▶ Work to be completed
Copy the listing below line for line, changing no character.

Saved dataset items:
-------

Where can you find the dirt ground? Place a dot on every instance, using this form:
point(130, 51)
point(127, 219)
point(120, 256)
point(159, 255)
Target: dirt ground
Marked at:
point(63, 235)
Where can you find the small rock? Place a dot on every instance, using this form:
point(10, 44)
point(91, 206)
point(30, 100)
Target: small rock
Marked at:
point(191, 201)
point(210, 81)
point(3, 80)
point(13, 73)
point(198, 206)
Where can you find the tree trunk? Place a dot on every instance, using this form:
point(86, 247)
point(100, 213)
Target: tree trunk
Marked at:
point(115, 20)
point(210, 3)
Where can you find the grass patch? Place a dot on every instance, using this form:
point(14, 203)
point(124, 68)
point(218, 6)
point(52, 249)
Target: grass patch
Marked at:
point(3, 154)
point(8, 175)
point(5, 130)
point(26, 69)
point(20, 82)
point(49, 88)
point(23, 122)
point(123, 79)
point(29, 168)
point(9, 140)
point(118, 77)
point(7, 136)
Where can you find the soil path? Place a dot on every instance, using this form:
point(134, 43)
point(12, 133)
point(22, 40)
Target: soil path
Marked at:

-------

▶ Output of the task
Where can you find the dirt ground? Place a dot on every instance, using this form:
point(130, 51)
point(127, 219)
point(120, 256)
point(159, 255)
Target: dirt ground
Marked at:
point(63, 235)
Where can you find the small rock? Place a dot on every instance, using this form:
point(10, 44)
point(91, 206)
point(30, 100)
Target: small rock
Marked at:
point(191, 201)
point(210, 81)
point(3, 80)
point(13, 73)
point(198, 206)
Where can you find the tree trunk? Place a dot on every instance, using this form:
point(86, 247)
point(100, 213)
Target: tree trunk
Marked at:
point(115, 20)
point(210, 3)
Where can you find the grass patch? Place a dot on every instance, using this form:
point(14, 203)
point(124, 68)
point(218, 6)
point(52, 249)
Target: grass patch
Marked at:
point(3, 154)
point(8, 175)
point(5, 130)
point(26, 69)
point(20, 82)
point(49, 88)
point(23, 122)
point(123, 79)
point(29, 168)
point(9, 140)
point(118, 77)
point(7, 136)
Where can you find the soil path? Place a dot on every instance, using this form:
point(134, 43)
point(12, 133)
point(22, 40)
Target: soil path
Marked at:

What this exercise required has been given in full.